## Предоставленный отрывок:
——————

Журнал «Вокруг Света» №04 за 1990 год
Шрифт:
Там, внизу, у дороги, и похоронена сестра. И каждый прохожий табасаран плевал или бросал камень на эту могилу. Предательство было высшим грехом в горах, и об этом знал каждый.
Теперь в поселок Хучни — столицу Табасарана — провели современную дорогу. Могилы сестры больше нет. Ее подмяли бульдозеры. Проклинать стало некого. И — предательство уже не грех, за него не убивают.
— Традиции, традиции, что от них осталось? — не раз повторял мой очень гостеприимный, добрый Мугутдин Ильдарханов, у которого я нашел приют.
Мугутдин — крепкий мужчина, почтенного вида и возраста,
Замкнутый человек. Несколько раз я пытался заговорить с ним о традициях, и каждый раз он уходил от разговора. Лишь позже, гораздо позже, я догадался, в чем дело.
Горцы, как известно, гостеприимство довели до абсолюта. В каждом доме лучшая комната, устланная коврами,— для гостя. Хозяин ребенка так не накормит, как гостя, последнее отдаст. Гость видит это, но должен молчать.
Конечно, гостей сюда хаживало издалека раньше — впрочем, как и ныне,— немного. Очень немного. Из самого же Табасарана лишь несколько человек знали, где в Дербенте базар. Особой нужды не было.
Мужчины в Табасаране ценились не за юмор, не за ремесло и даже не за умение вести хозяйство. Если у мужчины хороший кинжал, то это был хороший мужчина, настоящий мужчина. За особую любовь к холодному оружию табасараны очень почитались на Кавказе! Их приглашали, когда требовалось искусство воина. С ними всегда очень считались, не спорили, ибо аргументы в любом споре у молчаливого табасарана были в высшей мере убедительными. Почему? Пустой вопрос...
Но вот откуда у этих суровых людей такая добрая традиция гостеприимства? По-моему, возможен только один ответ: гость — пришелец из другого мира.
Меня тоже встретили по-доброму. Очень гостеприимно. Магомед Тагирович Юнусов — истинный кавказец и не по обязанности первого секретаря райкома партии говорил о районе, словно о родном человеке. У него я и познакомился с Мугутдином Ильдархановым. Но поначалу наше общение носило официальный характер — ко мне присматривались. Все-таки человек из Москвы. Ну и что, что предки из Дагестана? Московские визитеры Табасаран не жалуют. Да и знают ли вообще в Москве о Табасаране?!
Лишь когда я рассказал о себе, о своей семье, что-то незаметно потеплело в наших отношениях: я почувствовал себя гостем, а они хозяевами.
— Природа у нас замечательная,— не раз говорили мне в Хучни.— Вторая Швейцария.
Признаюсь, трудно сравнивать, первую-то я никогда не видел. И никто в Хучни ее не видел, но о Швейцарии говорит каждый, значит, в их представлении все прекрасное соотносится с Табасараном.
...От Дербента трасса идет по сухой степи, через пологие предгорья. Земля унылая, пустая, скучная, высушенная. Не земля — серая глыба. Лишь низкие жесткие колючки, звенящие на ветру. А ветры дуют день и ночь — море рядом.

——————

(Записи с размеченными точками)
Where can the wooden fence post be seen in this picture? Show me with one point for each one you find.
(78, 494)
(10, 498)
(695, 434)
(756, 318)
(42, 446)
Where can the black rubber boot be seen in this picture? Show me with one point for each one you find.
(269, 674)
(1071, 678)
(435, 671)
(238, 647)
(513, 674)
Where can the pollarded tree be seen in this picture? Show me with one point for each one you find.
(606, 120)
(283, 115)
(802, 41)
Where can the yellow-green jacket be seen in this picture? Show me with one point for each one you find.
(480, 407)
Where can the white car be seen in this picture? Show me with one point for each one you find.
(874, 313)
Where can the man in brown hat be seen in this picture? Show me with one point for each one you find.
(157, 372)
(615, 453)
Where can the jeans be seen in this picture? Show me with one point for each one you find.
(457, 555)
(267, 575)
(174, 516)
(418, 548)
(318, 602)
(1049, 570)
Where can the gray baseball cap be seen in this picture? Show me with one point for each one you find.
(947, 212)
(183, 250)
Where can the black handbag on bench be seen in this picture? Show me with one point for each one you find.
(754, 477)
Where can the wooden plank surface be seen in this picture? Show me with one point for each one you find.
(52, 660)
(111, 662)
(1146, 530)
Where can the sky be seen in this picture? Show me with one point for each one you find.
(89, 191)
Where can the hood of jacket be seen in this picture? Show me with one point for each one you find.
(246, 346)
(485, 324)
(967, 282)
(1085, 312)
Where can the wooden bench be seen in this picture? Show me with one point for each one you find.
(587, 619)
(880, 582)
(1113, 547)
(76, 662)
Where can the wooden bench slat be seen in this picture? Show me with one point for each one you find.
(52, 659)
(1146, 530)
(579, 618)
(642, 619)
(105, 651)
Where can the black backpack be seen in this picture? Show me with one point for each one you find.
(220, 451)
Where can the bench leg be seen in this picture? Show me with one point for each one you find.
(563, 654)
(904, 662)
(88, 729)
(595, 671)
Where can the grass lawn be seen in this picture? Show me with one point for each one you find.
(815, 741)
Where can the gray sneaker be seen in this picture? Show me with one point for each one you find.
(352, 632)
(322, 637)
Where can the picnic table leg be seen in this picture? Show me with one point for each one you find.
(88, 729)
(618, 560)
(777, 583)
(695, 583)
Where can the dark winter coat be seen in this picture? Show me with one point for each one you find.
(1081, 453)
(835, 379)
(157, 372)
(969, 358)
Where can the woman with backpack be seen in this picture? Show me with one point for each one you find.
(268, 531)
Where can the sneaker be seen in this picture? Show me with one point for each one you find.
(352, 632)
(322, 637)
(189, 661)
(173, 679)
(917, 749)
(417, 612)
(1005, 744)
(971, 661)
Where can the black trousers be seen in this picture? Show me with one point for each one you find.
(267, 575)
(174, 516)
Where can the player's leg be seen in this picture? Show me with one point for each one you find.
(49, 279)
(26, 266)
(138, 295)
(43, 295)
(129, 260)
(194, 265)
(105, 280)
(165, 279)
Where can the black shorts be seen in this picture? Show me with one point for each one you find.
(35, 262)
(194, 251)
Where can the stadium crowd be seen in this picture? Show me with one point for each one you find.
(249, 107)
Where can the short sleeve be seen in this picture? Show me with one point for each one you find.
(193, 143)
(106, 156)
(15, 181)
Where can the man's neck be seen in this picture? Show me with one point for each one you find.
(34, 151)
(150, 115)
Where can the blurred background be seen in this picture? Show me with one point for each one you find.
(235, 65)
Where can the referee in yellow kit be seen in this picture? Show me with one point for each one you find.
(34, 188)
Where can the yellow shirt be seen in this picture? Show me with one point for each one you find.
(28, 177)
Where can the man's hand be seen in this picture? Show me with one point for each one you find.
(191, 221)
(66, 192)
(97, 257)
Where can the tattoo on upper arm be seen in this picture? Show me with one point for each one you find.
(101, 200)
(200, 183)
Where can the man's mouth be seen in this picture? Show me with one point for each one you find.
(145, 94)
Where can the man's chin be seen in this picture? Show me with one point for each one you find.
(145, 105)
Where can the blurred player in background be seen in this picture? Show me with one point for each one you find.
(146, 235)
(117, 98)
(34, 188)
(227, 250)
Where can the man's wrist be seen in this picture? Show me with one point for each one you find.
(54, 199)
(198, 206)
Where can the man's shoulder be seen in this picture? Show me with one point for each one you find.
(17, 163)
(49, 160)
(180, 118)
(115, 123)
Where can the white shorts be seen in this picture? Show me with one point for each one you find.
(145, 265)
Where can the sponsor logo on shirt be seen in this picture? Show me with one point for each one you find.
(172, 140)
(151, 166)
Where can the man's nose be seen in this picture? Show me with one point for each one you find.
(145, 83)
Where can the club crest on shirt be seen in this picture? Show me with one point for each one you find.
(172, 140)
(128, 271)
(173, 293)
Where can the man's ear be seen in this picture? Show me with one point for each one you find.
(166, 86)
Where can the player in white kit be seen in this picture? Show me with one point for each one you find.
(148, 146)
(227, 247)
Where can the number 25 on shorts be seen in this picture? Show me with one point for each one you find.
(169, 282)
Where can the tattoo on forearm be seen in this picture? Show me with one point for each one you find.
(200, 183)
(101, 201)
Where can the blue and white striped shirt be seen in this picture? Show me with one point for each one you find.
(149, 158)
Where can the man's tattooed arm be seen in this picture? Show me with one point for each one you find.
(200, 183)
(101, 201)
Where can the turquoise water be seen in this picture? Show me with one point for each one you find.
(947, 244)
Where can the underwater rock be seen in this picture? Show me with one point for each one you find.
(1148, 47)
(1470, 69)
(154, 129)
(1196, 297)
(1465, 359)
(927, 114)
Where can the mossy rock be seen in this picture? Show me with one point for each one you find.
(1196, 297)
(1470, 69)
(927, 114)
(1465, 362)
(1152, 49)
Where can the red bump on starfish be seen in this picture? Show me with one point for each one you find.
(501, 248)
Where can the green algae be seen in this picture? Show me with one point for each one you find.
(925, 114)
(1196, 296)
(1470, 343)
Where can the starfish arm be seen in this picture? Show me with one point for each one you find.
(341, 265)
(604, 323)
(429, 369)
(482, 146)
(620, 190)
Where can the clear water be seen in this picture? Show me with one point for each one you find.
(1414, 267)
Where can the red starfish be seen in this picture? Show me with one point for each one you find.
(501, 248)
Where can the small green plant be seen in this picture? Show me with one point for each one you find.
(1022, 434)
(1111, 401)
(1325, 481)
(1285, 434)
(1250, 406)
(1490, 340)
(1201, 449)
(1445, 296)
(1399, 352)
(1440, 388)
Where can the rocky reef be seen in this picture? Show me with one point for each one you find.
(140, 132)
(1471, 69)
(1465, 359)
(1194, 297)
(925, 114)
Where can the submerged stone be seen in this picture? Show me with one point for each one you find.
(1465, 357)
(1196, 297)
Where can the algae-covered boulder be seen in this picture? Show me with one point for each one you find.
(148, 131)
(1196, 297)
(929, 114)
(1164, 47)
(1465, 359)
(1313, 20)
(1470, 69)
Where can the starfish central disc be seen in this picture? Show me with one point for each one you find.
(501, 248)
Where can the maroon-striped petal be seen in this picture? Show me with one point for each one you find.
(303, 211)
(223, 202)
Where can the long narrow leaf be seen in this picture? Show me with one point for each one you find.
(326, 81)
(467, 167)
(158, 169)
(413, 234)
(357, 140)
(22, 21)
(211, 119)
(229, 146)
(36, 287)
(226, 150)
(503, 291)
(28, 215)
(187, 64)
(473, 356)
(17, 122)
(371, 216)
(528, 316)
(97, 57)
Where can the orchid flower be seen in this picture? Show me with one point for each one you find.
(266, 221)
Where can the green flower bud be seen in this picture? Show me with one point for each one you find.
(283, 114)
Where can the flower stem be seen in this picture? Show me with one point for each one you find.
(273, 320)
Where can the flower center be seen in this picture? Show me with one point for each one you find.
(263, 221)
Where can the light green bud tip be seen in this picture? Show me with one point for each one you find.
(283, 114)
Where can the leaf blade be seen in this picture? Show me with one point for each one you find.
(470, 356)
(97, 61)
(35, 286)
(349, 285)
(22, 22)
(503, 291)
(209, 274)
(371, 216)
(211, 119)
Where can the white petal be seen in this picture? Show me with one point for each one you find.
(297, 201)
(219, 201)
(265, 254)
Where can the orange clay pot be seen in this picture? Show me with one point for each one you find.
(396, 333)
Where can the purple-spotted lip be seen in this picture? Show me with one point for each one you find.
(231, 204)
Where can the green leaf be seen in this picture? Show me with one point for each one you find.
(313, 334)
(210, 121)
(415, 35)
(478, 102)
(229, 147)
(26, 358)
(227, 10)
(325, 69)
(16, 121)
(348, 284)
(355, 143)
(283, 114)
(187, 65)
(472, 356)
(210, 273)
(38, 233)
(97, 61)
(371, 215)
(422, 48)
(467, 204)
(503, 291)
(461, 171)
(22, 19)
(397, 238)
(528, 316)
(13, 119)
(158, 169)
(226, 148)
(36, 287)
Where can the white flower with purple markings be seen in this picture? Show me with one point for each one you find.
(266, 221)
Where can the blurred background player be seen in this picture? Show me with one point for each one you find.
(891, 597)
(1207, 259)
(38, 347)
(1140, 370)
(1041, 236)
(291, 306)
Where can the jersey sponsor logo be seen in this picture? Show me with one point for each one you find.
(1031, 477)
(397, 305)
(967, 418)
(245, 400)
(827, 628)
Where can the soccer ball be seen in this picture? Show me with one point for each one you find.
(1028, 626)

——————

## Части задания:
**a.** Продублируйте без изменений фрагмент очерка о Табасаране. Начните со слов «Лишь когда я» и остановитесь после слов «Хучни.— Вторая Швейцария.».
**b.** Перескажите короче абзац очерка о Табасаране, который начинается словами «Мужчины в Табасаране ценились». Главные факты сохраните.
**c.** Напишите продолжение очерка о Табасаране. Оно должно начинаться сразу после последнего приведенного предложения.

## Письменные ответы:
**a.**
Лишь когда я рассказал о себе, о своей семье, что-то незаметно потеплело в наших отношениях: я почувствовал себя гостем, а они хозяевами.
— Природа у нас замечательная,— не раз говорили мне в Хучни.— Вторая Швейцария.

**b.** Мужчин в Табасаране ценили не за юмор, ремесло или умение вести хозяйство. Главным был хороший кинжал: у кого он был, тот считался настоящим мужчиной. На Кавказе табасаранов почитали за особую любовь к холодному оружию и приглашали их, когда требовалось искусство воина. С ними считались и не спорили.

**c.**
Потом пошел затяжной подъем, дорога приподнимается и словно сбрасывает пустые окрестности: за перевалом показываются селение, кустарники, деревья с пышной кроной — грецкий орех, пастбища-поляны
Дожди летом редко балуют табасаранские земли. Оросительных каналов нет, да они и не нужны. Поля и виноградники столь малы, что им хватает едва заметного ручейка. Кое-где прямо из горы вытекают, выбиваются наружу родники.
Придорожные родники — архитектурные украшения Табасарана. Нигде они не повторяются, хотя и похожи друг на друга: выложенная камнем стена, труба, выводящая воду, и длинное каменное корыто — водопой для скота. Все просто, как в самой природе.
Каждый родник носит имя мастера, создавшего его на свои деньги. Обычно на подобное благородство людей чаще толкает возраст и желание оставить что-то после себя: «Аллах увидит, а люди вспомнят».
В Табасаране «просто так» строят и мосты, и дороги.
Около селения Улуз я видел мост, возведенный безо всякой техники и казенных средств, «просто так». Люди собрались, соединили свои руки, и получилась своя стройка. Теперь там узкая арка, под которой глубоко внизу бьется, пенится река. На склонах — тоже внизу — деревья, целый лес. У края моста стоять страшновато: под рукой нет парапета. Лишь бордюрный камень виднеется в пыли, а за ним пространство...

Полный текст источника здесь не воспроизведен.